- [What is needed]: Please go line by line and repeat the data below exactly, with no images.

- [Record set]:
* * *
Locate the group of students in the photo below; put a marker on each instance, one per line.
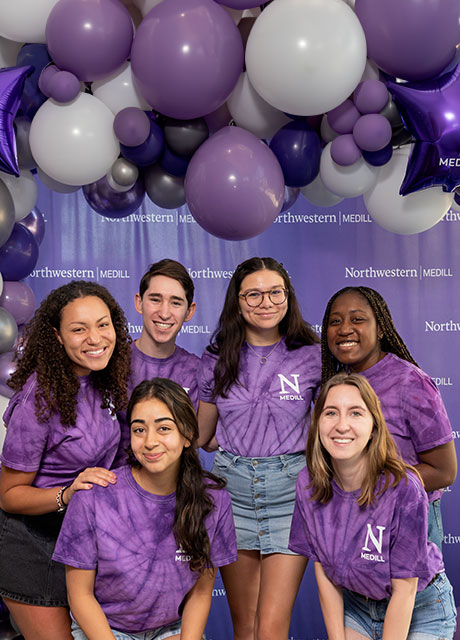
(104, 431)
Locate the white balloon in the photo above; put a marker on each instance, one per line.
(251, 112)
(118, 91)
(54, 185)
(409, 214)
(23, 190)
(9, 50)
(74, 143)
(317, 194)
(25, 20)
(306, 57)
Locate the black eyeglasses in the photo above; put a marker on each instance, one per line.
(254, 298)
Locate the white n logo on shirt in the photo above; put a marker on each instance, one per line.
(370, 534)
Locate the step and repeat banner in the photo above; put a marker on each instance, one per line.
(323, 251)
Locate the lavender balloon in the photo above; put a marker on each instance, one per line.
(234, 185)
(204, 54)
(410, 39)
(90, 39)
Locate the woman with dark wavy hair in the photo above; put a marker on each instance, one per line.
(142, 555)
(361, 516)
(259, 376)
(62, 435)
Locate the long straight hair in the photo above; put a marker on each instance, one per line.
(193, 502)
* * *
- [Response area]:
Locate the group of students in the photo below; put a marker on each instance, one per line.
(104, 431)
Locate the white balloon in the photo above; put a marker on each instance, one per line.
(251, 112)
(118, 91)
(54, 185)
(409, 214)
(23, 190)
(9, 50)
(74, 143)
(317, 194)
(25, 20)
(306, 57)
Locate the black eyeglasses in the photo above; put a marker on each instance, one per line.
(254, 298)
Locate the white n logo on shirt in the photo above; put a marker on each instance, one per line.
(370, 534)
Locate the step and repeat banner in the photo above; put a marker on each instance, one per line.
(323, 251)
Locate the lavender balloon in the photo above; put a marker on each instance, one per line.
(234, 185)
(204, 54)
(410, 39)
(90, 39)
Locate the woman with dark wavy hair in the photo above; put a marker on each instance, one per line.
(142, 555)
(361, 516)
(259, 376)
(62, 435)
Locate the long straight hair in the photo above; put a marker on each instance, one per line.
(193, 502)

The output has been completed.